- [PROBLEM STATEMENT] Render the lines of all the items below as a numbered list, skipping blank lines. Leave the pictures out of your answer.

- [Location-labeling items]
begin

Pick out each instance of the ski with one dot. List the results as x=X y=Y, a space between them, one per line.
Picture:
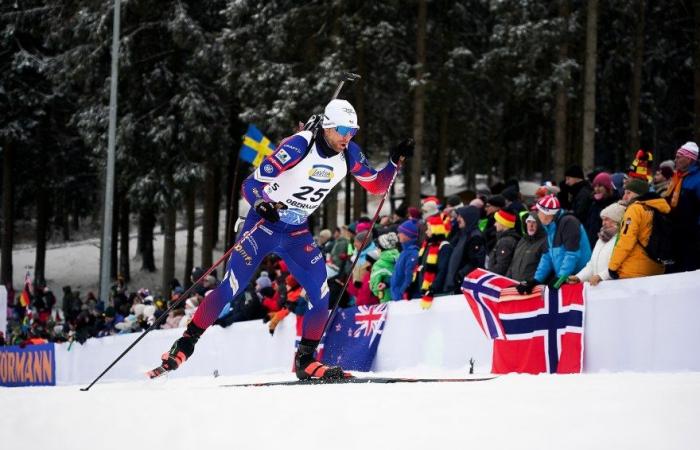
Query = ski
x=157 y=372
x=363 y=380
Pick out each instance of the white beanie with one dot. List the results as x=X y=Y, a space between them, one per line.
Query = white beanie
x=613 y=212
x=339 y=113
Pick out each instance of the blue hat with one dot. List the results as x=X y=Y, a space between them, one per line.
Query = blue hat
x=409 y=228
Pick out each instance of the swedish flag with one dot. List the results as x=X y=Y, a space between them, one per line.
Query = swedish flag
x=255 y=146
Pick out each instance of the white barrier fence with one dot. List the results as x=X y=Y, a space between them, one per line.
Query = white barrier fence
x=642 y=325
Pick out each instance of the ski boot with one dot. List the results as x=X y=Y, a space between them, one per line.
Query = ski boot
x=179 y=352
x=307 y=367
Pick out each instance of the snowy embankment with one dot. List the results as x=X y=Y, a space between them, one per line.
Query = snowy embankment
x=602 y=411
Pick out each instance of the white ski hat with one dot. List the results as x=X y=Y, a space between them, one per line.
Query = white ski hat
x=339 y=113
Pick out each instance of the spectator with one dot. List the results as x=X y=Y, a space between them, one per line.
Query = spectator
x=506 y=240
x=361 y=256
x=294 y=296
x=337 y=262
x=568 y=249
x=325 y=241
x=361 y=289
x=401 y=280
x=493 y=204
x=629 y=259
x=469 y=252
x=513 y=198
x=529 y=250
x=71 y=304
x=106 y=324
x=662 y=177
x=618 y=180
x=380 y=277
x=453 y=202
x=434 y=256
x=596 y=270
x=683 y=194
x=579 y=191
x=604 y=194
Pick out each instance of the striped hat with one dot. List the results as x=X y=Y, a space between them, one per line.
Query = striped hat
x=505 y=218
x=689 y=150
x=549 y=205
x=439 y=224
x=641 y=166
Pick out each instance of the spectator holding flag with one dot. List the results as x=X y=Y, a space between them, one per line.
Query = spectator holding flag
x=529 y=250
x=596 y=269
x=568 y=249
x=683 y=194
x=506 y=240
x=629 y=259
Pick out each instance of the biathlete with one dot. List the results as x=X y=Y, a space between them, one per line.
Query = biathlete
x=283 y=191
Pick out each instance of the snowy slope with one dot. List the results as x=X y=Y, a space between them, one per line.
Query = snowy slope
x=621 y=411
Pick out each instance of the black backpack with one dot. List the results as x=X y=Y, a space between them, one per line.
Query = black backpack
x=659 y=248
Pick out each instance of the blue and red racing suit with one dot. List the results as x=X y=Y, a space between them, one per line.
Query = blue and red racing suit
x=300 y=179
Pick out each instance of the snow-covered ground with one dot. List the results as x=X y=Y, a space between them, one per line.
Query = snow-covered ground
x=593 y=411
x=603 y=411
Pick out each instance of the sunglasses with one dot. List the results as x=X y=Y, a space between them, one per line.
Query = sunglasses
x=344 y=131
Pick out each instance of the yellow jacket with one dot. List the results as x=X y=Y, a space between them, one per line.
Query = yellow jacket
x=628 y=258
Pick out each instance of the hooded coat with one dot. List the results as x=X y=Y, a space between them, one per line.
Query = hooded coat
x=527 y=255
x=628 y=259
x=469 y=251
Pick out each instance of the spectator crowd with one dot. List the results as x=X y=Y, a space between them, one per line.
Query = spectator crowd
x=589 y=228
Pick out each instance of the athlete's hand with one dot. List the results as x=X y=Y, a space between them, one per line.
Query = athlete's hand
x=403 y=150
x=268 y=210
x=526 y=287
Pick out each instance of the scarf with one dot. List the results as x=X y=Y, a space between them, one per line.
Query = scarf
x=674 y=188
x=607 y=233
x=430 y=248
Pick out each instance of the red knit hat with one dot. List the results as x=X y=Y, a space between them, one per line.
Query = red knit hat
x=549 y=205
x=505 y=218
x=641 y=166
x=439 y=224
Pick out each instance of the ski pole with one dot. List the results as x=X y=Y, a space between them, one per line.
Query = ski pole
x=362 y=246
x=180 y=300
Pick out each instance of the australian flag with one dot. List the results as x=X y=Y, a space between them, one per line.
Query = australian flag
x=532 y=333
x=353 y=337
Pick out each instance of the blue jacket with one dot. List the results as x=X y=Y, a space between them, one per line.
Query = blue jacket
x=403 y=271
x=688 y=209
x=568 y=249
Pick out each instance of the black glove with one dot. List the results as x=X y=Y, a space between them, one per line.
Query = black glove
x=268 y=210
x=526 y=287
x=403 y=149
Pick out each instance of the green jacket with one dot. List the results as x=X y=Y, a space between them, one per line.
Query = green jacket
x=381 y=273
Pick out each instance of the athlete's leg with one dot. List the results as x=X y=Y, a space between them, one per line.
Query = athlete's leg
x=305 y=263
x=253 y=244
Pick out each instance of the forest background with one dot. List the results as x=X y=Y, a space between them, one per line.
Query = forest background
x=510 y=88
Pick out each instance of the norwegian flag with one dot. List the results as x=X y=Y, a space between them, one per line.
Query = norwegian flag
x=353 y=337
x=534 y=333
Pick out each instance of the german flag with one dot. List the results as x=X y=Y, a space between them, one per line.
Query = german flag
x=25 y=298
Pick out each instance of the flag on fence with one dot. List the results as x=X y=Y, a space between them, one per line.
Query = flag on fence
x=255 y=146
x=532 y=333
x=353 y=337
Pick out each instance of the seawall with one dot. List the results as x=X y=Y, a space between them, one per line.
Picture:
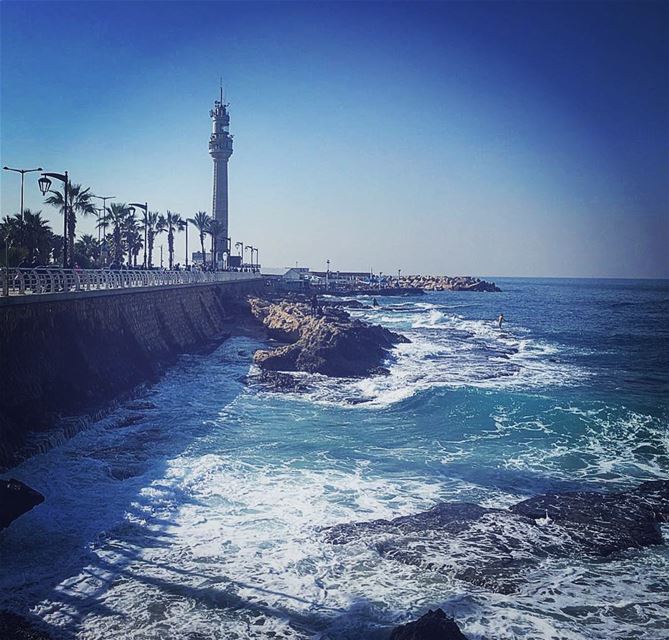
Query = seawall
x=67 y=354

end

- [EXPECTED OUTPUT]
1. Pick out each instance of the ski with one dot. List the results as x=X y=Y, a space between them, one per line.
2. Picture:
3. Query = ski
4. x=157 y=372
5. x=363 y=380
6. Pick out each instance of the white beanie with one dot. List the results as x=X y=Y, a space between them, one per line.
7. Query = white beanie
8. x=613 y=212
9. x=339 y=113
10. Pick out each instance of the blue hat with one dot. List the results as x=X y=Y, a space between them, one per line.
11. Query = blue hat
12. x=409 y=228
13. Pick out each instance of the swedish flag with one dot. List the results as x=X y=Y, a space between them, one per line.
14. Query = swedish flag
15. x=255 y=146
16. Pick out each instance of the white barrier fence with one dot. List the results as x=X y=Y, a space between them, one per line.
17. Query = white barrier fence
18. x=642 y=325
19. Pick out each instance of the ski boot with one dot. List the results as x=X y=Y, a space between them, one per line.
20. Query = ski boot
21. x=179 y=352
22. x=307 y=367
23. Pick out each instance of the snowy embankment with one dot. List the results as x=X y=Y, a space between them, one per line.
24. Query = snowy embankment
25. x=602 y=411
26. Pick out each instance of the white ski hat with one dot. List the results as x=X y=Y, a space between them, one per line.
27. Query = white ski hat
28. x=339 y=113
29. Pick out each instance of the spectator with one dot. List the results as x=X y=Y, a space between them, one per line.
30. Query = spectator
31. x=506 y=240
32. x=361 y=256
33. x=294 y=296
34. x=337 y=262
35. x=568 y=249
36. x=325 y=241
37. x=361 y=289
38. x=401 y=280
39. x=493 y=204
40. x=629 y=259
41. x=469 y=252
42. x=513 y=198
43. x=529 y=250
44. x=71 y=304
45. x=106 y=324
46. x=662 y=177
47. x=618 y=180
48. x=380 y=277
49. x=453 y=202
50. x=434 y=256
51. x=596 y=270
52. x=683 y=194
53. x=579 y=191
54. x=604 y=194
55. Pick out each instance of the striped hat with one dot. List the results as x=X y=Y, a space between them, one per line.
56. Query = striped hat
57. x=505 y=218
58. x=689 y=150
59. x=549 y=205
60. x=439 y=224
61. x=641 y=166
62. Pick out each instance of the spectator holding flag with one dot. List the results as x=X y=Y, a space between them, one per line.
63. Query = spectator holding flag
64. x=529 y=250
65. x=596 y=269
66. x=568 y=249
67. x=683 y=194
68. x=506 y=240
69. x=629 y=259
70. Pick out each instance of the biathlete with one dot. List the results as x=X y=Y, a space between them, one per line.
71. Query = biathlete
72. x=283 y=191
73. Pick out each instance of the snowy slope with one dot. List the results as x=X y=Y, a space between them, one per line.
74. Query = snowy slope
75. x=621 y=411
76. Pick out each instance of the black backpack with one dot. List the results as x=X y=Y, a space between them, one per line.
77. Query = black backpack
78. x=659 y=248
79. Pick out each instance of the blue and red racing suit with one dot. List the results as x=X y=Y, a space between them, one per line.
80. Query = blue and red racing suit
81. x=300 y=179
82. Pick out each instance of the snow-covered ground with one dot. List the results as x=X y=Y, a space between them, one per line.
83. Query = snow-covered ground
84. x=593 y=411
85. x=603 y=411
86. Pick out each instance of the sunglasses with one dot. List the results as x=X y=Y, a space between them, one per line.
87. Query = sunglasses
88. x=344 y=131
89. Pick out each instance of the yellow jacket with one dot. List the results as x=X y=Y, a space between them, one per line.
90. Query = yellow jacket
91. x=628 y=258
92. Pick out each instance of the hooded coat with one dot. List the results as x=X y=Y, a space between them, one per line.
93. Query = hooded coat
94. x=527 y=255
95. x=628 y=259
96. x=469 y=251
97. Pick out each instance of the spectator crowd with one dot. List the results as x=X y=Y, a space between them, one per line.
98. Query = spectator crowd
99. x=589 y=228
100. Pick out each instance of the athlete's hand with one dot. List the results as x=X y=Y, a space between them, one per line.
101. Query = athlete's hand
102. x=403 y=150
103. x=268 y=210
104. x=526 y=287
105. Pick out each instance of the scarf with one dot. List the results as x=X y=Y, a space between them, one per line.
106. Query = scarf
107. x=674 y=188
108. x=607 y=233
109. x=430 y=248
110. Pick out each instance of the red knit hat with one dot. List the results as x=X y=Y, a space between them, one per line.
111. Query = red knit hat
112. x=549 y=205
113. x=505 y=218
114. x=641 y=166
115. x=439 y=224
116. Pick out each instance of the ski pole with one dot. List the results as x=X y=Y, a space between them, one per line.
117. Query = ski pole
118. x=362 y=246
119. x=180 y=300
120. Pick out each instance of the australian flag with one dot. List the results as x=X y=Y, a space between them, one per line.
121. Query = australian flag
122. x=532 y=333
123. x=353 y=337
124. Pick out each instance of the blue jacket with one dot. List the results as x=X y=Y, a space between them, one per line.
125. Query = blue jacket
126. x=403 y=271
127. x=688 y=209
128. x=568 y=249
129. Pick out each instance of the black glove with one dot. List the results as x=X y=Y, a space between them, one per line.
130. Query = black glove
131. x=268 y=210
132. x=526 y=287
133. x=403 y=149
134. Pick out each instance of the green jacket with one dot. List the results as x=X y=Y, a space between them, one per line.
135. Query = green jacket
136. x=381 y=273
137. Pick out each instance of the athlete's leg with one dot. List the results as x=X y=Y, a space between them, one per line.
138. Query = athlete's leg
139. x=305 y=263
140. x=253 y=244
141. Pick out each instance of the forest background with one dot. List the results as x=X y=Y, a space between them, one per line.
142. Query = forest background
143. x=510 y=88
144. Pick out each instance of the norwegian flag with one dot. List the results as x=X y=Y, a space between them, one per line.
145. Query = norwegian flag
146. x=353 y=337
147. x=534 y=333
148. Pick out each instance of the german flag with one dot. List the results as x=X y=Y, a space between them, one per line.
149. Query = german flag
150. x=25 y=298
151. Pick out each instance of the flag on fence with one dot. List the results as x=X y=Y, a space between them, one per line.
152. Query = flag on fence
153. x=255 y=146
154. x=532 y=333
155. x=353 y=337
156. Pick out each instance of the seawall with one dot. List the results as x=X y=Y, a space between them, one per line.
157. Picture:
158. Query = seawall
159. x=67 y=354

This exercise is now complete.